___ RAW RECORDS ___

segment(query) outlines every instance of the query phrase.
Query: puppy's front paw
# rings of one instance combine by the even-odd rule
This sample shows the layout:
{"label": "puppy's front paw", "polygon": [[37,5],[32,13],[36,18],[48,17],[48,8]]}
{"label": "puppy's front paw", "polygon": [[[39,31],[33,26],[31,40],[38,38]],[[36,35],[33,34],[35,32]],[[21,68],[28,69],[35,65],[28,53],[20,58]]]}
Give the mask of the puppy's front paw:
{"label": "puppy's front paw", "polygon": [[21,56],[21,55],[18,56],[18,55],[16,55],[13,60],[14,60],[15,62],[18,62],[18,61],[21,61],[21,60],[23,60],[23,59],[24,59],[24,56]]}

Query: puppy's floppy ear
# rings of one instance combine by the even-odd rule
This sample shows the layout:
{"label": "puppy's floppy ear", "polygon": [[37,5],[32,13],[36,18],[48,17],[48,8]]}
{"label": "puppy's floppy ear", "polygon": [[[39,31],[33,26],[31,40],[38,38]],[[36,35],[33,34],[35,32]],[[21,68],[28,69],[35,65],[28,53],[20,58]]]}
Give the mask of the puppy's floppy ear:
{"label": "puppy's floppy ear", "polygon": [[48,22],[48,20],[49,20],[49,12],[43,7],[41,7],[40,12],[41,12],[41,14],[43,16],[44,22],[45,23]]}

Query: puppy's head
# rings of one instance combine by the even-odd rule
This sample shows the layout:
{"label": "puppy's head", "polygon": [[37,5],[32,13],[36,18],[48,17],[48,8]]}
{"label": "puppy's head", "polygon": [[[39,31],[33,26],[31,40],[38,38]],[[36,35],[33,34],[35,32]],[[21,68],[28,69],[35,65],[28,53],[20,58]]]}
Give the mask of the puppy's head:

___

Copy every one of the items above verbatim, from the first line through the last.

segment(query) outlines every instance of the query phrase.
Query: puppy's front paw
# rings of one instance combine by the even-odd rule
This sample shows the layout:
{"label": "puppy's front paw", "polygon": [[37,5],[32,13],[36,18],[48,17],[48,8]]}
{"label": "puppy's front paw", "polygon": [[[39,31],[33,26],[31,40],[38,38]],[[36,35],[33,34],[35,32]],[[21,68],[28,69],[35,65],[28,53],[20,58]]]}
Give the mask of the puppy's front paw:
{"label": "puppy's front paw", "polygon": [[21,56],[21,55],[18,56],[18,55],[16,55],[13,60],[14,60],[15,62],[18,62],[18,61],[21,61],[21,60],[23,60],[23,59],[24,59],[24,56]]}

Query: puppy's floppy ear
# rings of one instance combine by the even-odd rule
This sample shows the layout:
{"label": "puppy's floppy ear", "polygon": [[37,5],[32,13],[36,18],[48,17],[48,8]]}
{"label": "puppy's floppy ear", "polygon": [[[39,31],[33,26],[31,40],[38,38]],[[36,35],[33,34],[35,32]],[[21,68],[28,69],[35,65],[28,53],[20,58]]]}
Give the mask of the puppy's floppy ear:
{"label": "puppy's floppy ear", "polygon": [[48,22],[48,20],[49,20],[49,12],[43,7],[41,7],[40,12],[41,12],[41,14],[43,16],[44,22],[45,23]]}

Query: puppy's head
# rings of one instance combine by the even-odd rule
This sample shows the layout:
{"label": "puppy's head", "polygon": [[37,5],[32,13],[36,18],[48,17],[48,8]]}
{"label": "puppy's head", "polygon": [[[39,31],[33,26],[31,40],[38,38]],[[36,35],[33,34],[35,32]],[[21,68],[28,69],[35,65],[28,53],[20,58]]]}
Give the mask of the puppy's head:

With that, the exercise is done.